-- Opening Marker --
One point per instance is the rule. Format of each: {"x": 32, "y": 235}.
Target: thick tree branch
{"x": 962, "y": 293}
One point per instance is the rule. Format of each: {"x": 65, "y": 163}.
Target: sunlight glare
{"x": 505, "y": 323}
-- Closing Marker --
* _How to complete this task_
Determine how many lines of the listing above hold the word "Format". Report that number without anything else.

* _Reply_
2